Given exercise —
Echo back the following lines verbatim, everything from the line containing "Could you please drop a point on the metal" down to the line containing "<point>287,81</point>", with both of those lines included.

Entries shown —

(begin)

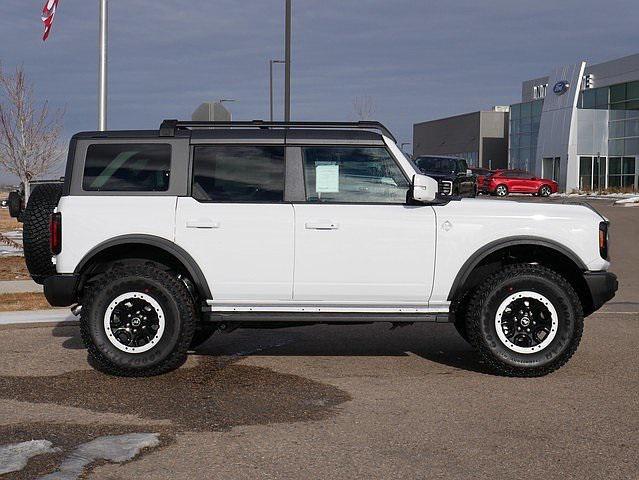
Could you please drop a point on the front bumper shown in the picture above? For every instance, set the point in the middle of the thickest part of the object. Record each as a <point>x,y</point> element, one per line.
<point>61,289</point>
<point>602,286</point>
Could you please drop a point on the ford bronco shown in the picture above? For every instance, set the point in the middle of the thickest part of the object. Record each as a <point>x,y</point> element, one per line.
<point>160,238</point>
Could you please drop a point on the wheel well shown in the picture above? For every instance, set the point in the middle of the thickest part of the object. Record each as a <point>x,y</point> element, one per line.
<point>97,263</point>
<point>525,253</point>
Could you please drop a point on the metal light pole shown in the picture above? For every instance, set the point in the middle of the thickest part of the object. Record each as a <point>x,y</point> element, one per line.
<point>270,64</point>
<point>102,76</point>
<point>287,81</point>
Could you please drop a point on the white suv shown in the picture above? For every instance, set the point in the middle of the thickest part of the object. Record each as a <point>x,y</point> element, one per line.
<point>162,237</point>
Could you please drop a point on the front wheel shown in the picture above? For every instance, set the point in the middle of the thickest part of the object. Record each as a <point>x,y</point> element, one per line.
<point>545,191</point>
<point>137,320</point>
<point>501,191</point>
<point>525,321</point>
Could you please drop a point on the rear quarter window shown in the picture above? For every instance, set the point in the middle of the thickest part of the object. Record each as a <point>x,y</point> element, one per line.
<point>130,167</point>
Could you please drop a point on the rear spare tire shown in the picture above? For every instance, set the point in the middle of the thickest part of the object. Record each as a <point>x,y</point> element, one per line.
<point>35,235</point>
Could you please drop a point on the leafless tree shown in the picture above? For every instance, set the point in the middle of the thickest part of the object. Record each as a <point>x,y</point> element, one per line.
<point>364,107</point>
<point>29,131</point>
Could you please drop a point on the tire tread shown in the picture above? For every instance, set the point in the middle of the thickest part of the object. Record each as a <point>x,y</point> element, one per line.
<point>474,317</point>
<point>180,294</point>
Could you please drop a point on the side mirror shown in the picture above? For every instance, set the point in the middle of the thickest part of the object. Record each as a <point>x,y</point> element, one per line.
<point>424,189</point>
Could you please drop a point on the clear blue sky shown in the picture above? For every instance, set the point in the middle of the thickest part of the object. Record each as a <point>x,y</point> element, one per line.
<point>419,60</point>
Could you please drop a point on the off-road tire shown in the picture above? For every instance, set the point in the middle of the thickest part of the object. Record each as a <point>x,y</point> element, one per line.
<point>482,333</point>
<point>35,234</point>
<point>165,288</point>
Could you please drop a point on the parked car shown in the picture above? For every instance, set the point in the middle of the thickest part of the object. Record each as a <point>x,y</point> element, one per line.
<point>452,174</point>
<point>481,174</point>
<point>161,238</point>
<point>503,182</point>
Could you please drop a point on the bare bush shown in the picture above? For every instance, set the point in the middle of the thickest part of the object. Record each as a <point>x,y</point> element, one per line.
<point>29,131</point>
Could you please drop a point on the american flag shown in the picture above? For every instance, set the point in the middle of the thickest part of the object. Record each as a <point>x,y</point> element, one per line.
<point>48,14</point>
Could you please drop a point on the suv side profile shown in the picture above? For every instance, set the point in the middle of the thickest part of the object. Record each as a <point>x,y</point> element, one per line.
<point>452,174</point>
<point>160,238</point>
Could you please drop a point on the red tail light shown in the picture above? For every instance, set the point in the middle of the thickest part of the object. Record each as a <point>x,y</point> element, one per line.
<point>55,231</point>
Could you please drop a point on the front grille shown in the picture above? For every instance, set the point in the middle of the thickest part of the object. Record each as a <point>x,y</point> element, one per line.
<point>445,187</point>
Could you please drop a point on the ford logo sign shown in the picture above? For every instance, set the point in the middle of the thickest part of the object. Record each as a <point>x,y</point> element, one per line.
<point>561,87</point>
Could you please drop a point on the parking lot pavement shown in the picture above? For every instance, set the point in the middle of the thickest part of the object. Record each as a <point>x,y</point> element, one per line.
<point>333,402</point>
<point>341,402</point>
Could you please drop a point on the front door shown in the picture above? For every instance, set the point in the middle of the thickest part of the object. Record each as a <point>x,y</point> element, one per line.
<point>235,224</point>
<point>356,239</point>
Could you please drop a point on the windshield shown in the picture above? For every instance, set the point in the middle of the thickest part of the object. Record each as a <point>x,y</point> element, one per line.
<point>436,164</point>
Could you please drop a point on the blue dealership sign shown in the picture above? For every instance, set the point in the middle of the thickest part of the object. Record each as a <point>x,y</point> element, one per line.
<point>561,87</point>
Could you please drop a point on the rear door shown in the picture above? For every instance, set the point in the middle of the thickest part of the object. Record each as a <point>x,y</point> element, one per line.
<point>235,223</point>
<point>356,239</point>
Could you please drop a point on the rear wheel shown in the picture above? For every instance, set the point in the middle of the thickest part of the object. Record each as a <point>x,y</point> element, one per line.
<point>545,191</point>
<point>525,321</point>
<point>501,190</point>
<point>35,234</point>
<point>137,320</point>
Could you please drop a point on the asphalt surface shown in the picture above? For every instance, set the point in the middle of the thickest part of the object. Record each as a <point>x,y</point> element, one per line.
<point>342,401</point>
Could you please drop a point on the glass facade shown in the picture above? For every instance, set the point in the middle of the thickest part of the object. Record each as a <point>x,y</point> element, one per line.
<point>472,158</point>
<point>621,171</point>
<point>524,130</point>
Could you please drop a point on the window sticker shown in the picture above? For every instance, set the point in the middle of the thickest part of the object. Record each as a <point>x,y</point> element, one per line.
<point>326,177</point>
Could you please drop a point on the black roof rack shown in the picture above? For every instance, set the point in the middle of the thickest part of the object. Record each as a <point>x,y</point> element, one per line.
<point>169,127</point>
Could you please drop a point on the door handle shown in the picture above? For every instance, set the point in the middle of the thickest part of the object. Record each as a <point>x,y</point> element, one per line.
<point>321,225</point>
<point>202,223</point>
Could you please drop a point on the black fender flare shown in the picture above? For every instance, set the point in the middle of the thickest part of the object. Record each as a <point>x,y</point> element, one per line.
<point>168,246</point>
<point>477,257</point>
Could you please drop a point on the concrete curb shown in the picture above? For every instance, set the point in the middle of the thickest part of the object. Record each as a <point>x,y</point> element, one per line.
<point>53,316</point>
<point>19,286</point>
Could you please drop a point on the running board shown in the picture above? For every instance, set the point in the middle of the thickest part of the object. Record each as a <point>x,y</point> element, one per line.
<point>328,317</point>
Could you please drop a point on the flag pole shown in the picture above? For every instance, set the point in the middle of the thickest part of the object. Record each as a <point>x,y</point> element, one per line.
<point>102,76</point>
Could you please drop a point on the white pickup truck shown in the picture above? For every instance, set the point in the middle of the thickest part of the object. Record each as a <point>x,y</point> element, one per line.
<point>159,238</point>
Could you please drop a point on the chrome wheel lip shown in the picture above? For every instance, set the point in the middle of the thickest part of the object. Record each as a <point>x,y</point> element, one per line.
<point>554,325</point>
<point>128,296</point>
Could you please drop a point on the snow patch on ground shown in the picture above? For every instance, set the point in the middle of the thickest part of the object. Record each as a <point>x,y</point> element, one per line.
<point>14,457</point>
<point>112,448</point>
<point>594,196</point>
<point>6,250</point>
<point>632,201</point>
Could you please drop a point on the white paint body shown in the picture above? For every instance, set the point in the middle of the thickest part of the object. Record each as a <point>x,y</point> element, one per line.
<point>322,257</point>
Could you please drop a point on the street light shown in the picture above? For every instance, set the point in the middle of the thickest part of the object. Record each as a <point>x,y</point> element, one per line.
<point>270,65</point>
<point>287,55</point>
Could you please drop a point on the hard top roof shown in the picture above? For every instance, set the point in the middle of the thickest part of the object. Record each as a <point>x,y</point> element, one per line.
<point>257,130</point>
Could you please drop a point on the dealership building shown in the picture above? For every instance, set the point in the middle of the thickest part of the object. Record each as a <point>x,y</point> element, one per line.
<point>578,125</point>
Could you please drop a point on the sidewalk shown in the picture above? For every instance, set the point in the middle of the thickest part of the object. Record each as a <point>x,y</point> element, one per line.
<point>19,286</point>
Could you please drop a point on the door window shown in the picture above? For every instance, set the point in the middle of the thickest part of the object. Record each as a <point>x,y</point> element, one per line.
<point>238,173</point>
<point>353,175</point>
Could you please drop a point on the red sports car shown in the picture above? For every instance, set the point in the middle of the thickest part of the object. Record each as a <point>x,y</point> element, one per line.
<point>481,174</point>
<point>503,182</point>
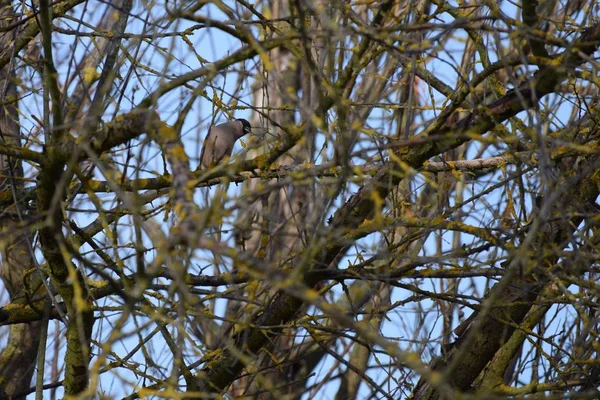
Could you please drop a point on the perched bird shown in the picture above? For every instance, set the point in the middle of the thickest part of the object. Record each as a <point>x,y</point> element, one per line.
<point>220,140</point>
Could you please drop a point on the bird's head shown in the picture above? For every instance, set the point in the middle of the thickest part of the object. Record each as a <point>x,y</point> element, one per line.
<point>246,125</point>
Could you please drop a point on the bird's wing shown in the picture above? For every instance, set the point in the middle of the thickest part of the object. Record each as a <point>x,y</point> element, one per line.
<point>204,146</point>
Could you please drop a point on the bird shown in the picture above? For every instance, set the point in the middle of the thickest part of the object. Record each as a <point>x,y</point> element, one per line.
<point>219,142</point>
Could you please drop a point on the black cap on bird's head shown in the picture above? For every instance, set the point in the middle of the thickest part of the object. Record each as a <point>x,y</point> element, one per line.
<point>246,125</point>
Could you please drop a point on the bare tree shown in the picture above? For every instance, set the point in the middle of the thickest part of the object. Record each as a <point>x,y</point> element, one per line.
<point>413,215</point>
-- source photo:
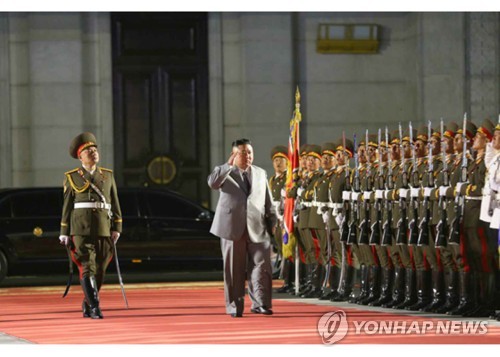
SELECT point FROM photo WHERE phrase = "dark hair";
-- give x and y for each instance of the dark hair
(241, 141)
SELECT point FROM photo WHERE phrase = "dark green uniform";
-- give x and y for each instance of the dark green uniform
(91, 212)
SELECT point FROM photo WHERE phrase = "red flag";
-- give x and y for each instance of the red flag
(292, 176)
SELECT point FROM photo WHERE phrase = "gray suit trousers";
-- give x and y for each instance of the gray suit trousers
(244, 259)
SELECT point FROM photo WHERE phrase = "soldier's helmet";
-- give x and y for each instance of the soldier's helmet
(279, 151)
(80, 143)
(487, 128)
(349, 146)
(303, 149)
(329, 148)
(450, 130)
(314, 150)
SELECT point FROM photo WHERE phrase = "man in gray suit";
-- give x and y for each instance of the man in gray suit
(244, 219)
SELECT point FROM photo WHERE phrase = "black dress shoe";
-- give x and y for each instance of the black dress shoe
(262, 310)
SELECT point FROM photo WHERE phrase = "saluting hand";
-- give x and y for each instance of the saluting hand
(115, 236)
(64, 240)
(230, 161)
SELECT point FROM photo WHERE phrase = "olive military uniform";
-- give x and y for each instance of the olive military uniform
(91, 212)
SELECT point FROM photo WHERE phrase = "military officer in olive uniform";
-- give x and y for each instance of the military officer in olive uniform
(277, 182)
(91, 219)
(443, 222)
(317, 225)
(460, 252)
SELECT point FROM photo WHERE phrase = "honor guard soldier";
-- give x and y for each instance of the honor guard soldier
(91, 219)
(402, 207)
(277, 182)
(443, 221)
(294, 192)
(319, 220)
(460, 247)
(378, 217)
(369, 263)
(309, 240)
(338, 220)
(393, 213)
(475, 229)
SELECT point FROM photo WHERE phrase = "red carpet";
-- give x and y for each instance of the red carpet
(194, 314)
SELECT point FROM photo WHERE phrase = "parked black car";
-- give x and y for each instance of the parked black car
(161, 229)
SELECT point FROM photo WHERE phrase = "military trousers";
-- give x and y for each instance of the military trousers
(307, 245)
(92, 255)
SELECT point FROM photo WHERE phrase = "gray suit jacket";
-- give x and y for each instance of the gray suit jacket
(235, 210)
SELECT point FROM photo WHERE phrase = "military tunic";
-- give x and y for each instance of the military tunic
(90, 228)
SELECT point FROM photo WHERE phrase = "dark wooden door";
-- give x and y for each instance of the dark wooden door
(160, 101)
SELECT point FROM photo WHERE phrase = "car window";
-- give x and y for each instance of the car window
(5, 207)
(164, 205)
(128, 204)
(37, 204)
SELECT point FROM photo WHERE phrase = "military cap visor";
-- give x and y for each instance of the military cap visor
(80, 143)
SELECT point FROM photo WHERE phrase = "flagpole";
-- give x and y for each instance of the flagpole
(297, 117)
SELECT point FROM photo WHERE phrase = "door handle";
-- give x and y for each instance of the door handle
(37, 231)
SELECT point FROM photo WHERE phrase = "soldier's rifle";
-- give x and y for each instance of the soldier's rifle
(423, 236)
(459, 198)
(442, 228)
(364, 226)
(356, 188)
(389, 186)
(402, 225)
(376, 226)
(415, 184)
(344, 227)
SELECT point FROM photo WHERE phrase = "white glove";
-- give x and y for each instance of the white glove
(115, 236)
(64, 240)
(459, 185)
(442, 190)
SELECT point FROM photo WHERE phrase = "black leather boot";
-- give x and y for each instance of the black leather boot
(304, 288)
(345, 286)
(410, 290)
(486, 297)
(451, 284)
(286, 277)
(438, 296)
(398, 292)
(466, 299)
(386, 288)
(373, 285)
(316, 282)
(364, 286)
(423, 290)
(89, 286)
(333, 280)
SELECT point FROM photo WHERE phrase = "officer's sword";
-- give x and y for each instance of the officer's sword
(120, 275)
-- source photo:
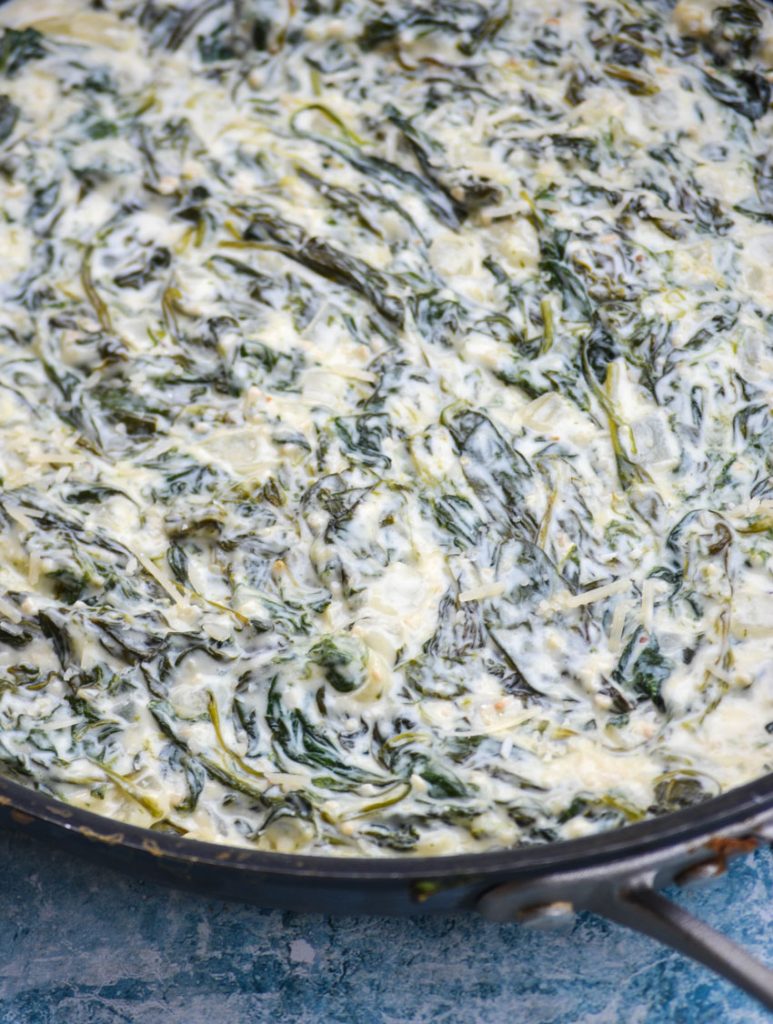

(end)

Reply to the task —
Could you please drop a point on the metal light pole shown in the picture above? For every instance, set the point in the middle of the thickest part of the object. Record each as a <point>x,y</point> element, one per line.
<point>270,64</point>
<point>102,76</point>
<point>287,81</point>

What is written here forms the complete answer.